* **BRANO SCELTO**
§ §

Atleta triestino investito da un’auto si sveglia dal coma irreversibile
TRIESTE. «Per i medici non c’era nessuna speranza», racconta la sorella Giulia. «Proprio nessuna, così ci avevano detto...». Invece no. Il trentacinquenne triestino Enrico Maggiola, travolto da un’auto a Pordenone il 24 settembre scorso, si è svegliato dal coma. Un coma profondo, che sembrava irreversibile. Ora parla, cammina. Ha ancora difficoltà cognitive ma, mano a mano che passano i giorni, sembra migliorare.
Non sappiamo se ci sono già spiegazioni mediche precise su quello che sta accadendo al giovane. Quel che è certo è la felicità della sorella mentre parla del fratello: una felicità totale, travolgente. Giulia, assieme ai genitori, ha attraversato giorni di paura e dolore devastanti. «Nessuno può immaginare cosa abbiamo provato quando Enrico ha cominciato a muovere le mani e ha aperto gli occhi».

§ §

* **CONSEGNE**
1/ Nell'articolo su Enrico Maggiola, cambia "Pordenone" con "Udine" e riscrivi il pezzo che parte da "Atleta triestino investito" e arriva fino a "giorni, sembra migliorare.".
2/ Stando all'articolo su Enrico Maggiola, in che giorno è stato travolto dall'auto?
3/ Scrivi il seguito dell'articolo su Enrico Maggiola, a partire da dove si ferma.

§ §

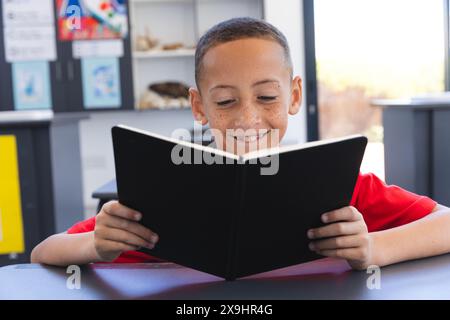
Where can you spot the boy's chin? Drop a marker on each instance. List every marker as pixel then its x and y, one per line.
pixel 241 148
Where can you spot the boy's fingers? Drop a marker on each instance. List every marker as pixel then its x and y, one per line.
pixel 335 229
pixel 114 208
pixel 338 242
pixel 343 214
pixel 126 237
pixel 133 227
pixel 347 253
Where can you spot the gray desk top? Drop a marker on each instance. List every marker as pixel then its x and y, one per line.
pixel 321 279
pixel 106 191
pixel 414 103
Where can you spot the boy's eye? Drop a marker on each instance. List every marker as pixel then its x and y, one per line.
pixel 225 102
pixel 267 98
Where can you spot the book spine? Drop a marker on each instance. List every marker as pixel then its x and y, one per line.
pixel 234 234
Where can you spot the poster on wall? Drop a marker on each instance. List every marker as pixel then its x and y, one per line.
pixel 30 44
pixel 25 42
pixel 92 19
pixel 101 82
pixel 31 83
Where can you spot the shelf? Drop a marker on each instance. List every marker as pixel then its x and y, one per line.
pixel 160 1
pixel 163 53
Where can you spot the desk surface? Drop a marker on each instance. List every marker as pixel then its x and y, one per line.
pixel 321 279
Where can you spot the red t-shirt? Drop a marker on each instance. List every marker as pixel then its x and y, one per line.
pixel 382 206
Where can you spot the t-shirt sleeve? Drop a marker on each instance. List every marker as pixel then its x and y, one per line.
pixel 87 225
pixel 388 206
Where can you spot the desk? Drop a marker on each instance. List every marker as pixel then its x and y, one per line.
pixel 320 279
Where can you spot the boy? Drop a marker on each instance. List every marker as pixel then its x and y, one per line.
pixel 244 78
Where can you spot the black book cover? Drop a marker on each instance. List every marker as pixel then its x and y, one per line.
pixel 229 219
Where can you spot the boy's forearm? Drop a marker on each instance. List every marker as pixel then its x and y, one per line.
pixel 426 237
pixel 66 249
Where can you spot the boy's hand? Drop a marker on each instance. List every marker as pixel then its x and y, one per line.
pixel 117 230
pixel 345 236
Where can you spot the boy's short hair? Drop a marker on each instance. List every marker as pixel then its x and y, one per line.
pixel 236 29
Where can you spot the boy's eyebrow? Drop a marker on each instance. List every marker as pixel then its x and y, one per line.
pixel 257 83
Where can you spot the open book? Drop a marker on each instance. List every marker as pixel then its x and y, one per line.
pixel 229 219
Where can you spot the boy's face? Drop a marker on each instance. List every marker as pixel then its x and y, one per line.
pixel 246 84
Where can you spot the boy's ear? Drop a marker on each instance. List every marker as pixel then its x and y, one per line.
pixel 296 95
pixel 197 106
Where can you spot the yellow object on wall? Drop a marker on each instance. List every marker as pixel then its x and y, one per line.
pixel 11 225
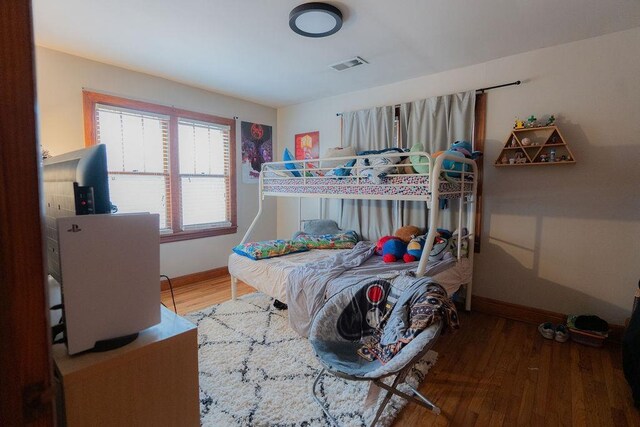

§ §

* **RISPOSTE**
1/
Atleta triestino investito da un’auto si sveglia dal coma irreversibile
TRIESTE. «Per i medici non c’era nessuna speranza», racconta la sorella Giulia. «Proprio nessuna, così ci avevano detto...». Invece no. Il trentacinquenne triestino Enrico Maggiola, travolto da un’auto a Udine il 24 settembre scorso, si è svegliato dal coma. Un coma profondo, che sembrava irreversibile. Ora parla, cammina. Ha ancora difficoltà cognitive ma, mano a mano che passano i giorni, sembra migliorare.

2/ Il 24 settembre scorso.

3/
L’incidente del 24 settembre a Pordenone è avvenuto mentre il trentacinquenne stava attraversando la strada sulle strisce pedonali. Enrico era in tenuta ginnica, al rientro dalla sua abituale corsa quotidiana. Il giovane, che alcuni anni fa si era spostato a Pordenone per ragioni professionali (lavora in una società finanziaria), è un atleta: un “ultramaratoneta” della nazionale italiana, nella specialità 24 ore. In queste settimane Enrico avrebbe dovuto partecipare ai mondiali. La sua famiglia, i Maggiola, è nota a Trieste perché possiede il circuito di cinema in centro città.
Il trentacinquenne aveva cominciato ad appassionarsi di podismo nel periodo trascorso a Philadelphia, dove aveva studiato per alcuni mesi. Una passione che, gara dopo gara, lo aveva portato a vestire i colori azzurri.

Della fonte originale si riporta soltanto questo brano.